Task objective —
Find every line in the data below that contains the word "plate" and copy each of those lines in full.

## BEGIN

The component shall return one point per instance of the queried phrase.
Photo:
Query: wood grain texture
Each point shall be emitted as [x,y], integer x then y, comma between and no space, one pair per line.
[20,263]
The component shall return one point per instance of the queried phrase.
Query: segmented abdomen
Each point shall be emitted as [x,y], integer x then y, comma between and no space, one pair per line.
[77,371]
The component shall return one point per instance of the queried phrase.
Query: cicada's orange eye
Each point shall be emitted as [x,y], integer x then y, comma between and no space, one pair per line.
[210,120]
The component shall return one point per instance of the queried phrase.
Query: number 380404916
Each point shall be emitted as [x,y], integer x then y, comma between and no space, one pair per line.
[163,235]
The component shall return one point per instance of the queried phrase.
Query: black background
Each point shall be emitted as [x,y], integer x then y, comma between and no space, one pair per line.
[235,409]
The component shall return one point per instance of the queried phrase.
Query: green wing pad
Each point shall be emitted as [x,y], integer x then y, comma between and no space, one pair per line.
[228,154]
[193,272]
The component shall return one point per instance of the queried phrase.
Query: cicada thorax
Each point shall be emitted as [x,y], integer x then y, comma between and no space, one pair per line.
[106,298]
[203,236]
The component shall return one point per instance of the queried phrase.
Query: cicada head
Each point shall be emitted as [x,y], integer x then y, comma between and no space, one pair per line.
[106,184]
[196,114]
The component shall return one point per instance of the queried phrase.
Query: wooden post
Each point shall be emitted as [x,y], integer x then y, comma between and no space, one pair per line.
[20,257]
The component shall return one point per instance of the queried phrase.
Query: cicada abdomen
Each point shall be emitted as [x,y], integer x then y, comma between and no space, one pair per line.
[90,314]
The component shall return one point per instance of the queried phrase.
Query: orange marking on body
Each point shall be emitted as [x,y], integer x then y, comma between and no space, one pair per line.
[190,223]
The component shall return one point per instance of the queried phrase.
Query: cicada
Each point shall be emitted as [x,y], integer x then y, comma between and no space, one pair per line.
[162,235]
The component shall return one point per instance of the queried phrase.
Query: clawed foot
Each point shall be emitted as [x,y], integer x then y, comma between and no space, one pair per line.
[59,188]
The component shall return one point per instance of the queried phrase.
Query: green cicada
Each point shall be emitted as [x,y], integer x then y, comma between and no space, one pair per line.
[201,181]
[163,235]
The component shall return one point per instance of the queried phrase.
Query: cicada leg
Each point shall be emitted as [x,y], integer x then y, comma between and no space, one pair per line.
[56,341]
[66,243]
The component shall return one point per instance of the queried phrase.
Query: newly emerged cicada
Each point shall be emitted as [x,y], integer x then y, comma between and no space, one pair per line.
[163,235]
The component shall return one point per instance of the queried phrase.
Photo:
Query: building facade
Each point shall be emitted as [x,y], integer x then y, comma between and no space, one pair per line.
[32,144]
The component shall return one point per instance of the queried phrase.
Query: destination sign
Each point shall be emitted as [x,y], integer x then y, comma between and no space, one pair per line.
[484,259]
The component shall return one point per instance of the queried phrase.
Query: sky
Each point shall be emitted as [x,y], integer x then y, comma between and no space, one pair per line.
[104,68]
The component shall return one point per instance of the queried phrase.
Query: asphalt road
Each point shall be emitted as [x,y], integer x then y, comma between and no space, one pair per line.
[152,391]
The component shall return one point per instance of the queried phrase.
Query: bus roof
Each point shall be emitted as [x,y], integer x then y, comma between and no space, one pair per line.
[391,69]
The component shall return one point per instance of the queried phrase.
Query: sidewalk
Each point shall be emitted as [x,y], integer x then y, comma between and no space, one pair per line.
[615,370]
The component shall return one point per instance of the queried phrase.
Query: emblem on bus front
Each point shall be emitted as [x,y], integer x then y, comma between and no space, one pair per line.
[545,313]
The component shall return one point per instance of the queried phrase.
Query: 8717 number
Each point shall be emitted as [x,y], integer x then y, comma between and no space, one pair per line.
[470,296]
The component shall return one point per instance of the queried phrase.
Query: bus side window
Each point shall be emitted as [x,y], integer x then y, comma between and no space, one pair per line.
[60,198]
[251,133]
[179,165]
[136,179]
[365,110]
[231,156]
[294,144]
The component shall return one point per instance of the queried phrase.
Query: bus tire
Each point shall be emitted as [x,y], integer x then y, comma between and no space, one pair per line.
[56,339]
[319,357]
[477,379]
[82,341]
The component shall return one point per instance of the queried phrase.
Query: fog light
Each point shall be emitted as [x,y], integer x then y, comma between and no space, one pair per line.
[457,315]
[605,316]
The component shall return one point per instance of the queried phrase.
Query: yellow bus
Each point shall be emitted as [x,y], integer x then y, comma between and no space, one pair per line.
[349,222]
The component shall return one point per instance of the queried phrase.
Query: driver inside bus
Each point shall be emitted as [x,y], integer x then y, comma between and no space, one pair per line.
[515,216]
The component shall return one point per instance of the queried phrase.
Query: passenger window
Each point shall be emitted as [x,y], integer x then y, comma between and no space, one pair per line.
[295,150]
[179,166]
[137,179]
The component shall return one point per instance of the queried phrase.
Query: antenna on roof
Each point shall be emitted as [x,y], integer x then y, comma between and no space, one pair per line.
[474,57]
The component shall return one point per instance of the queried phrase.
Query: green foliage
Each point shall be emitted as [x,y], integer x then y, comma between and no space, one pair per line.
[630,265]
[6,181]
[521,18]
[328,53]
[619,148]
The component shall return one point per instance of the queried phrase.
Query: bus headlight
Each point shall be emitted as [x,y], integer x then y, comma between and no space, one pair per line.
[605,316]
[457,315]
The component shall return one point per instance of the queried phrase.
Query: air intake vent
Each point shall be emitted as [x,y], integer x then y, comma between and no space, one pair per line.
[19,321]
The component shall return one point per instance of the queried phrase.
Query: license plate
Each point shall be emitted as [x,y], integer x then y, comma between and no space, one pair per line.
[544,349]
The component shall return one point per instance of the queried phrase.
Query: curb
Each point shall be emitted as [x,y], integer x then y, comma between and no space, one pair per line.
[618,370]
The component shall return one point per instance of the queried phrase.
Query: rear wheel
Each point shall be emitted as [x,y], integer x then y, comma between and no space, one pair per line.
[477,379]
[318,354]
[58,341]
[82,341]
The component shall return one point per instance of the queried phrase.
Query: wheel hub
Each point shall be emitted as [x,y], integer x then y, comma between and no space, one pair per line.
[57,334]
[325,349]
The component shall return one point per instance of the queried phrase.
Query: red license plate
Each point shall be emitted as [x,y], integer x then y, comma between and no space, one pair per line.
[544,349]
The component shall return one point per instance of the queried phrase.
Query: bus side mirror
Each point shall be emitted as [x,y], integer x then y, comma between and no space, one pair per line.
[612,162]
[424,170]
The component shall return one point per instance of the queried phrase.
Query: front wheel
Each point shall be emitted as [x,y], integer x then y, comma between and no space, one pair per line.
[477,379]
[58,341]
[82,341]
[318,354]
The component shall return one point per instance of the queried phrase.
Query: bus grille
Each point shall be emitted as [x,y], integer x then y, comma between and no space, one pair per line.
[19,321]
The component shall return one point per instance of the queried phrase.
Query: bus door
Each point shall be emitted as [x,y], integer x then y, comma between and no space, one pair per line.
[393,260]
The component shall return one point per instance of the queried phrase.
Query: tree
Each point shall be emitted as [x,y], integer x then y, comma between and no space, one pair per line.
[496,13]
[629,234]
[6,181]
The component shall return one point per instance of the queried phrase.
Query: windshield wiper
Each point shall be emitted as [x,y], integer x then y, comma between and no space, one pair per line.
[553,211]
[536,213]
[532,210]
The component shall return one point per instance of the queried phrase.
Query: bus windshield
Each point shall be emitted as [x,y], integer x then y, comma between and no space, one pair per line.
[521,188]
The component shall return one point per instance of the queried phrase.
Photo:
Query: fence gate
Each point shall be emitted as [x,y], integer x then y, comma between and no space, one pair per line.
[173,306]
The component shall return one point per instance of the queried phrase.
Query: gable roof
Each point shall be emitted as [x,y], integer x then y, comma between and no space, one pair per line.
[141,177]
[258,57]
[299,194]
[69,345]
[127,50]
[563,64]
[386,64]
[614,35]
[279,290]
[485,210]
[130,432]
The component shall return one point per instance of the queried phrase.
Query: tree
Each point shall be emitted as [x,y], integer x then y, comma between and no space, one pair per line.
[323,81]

## END

Result of this exercise —
Query: license plate
Query: red license plate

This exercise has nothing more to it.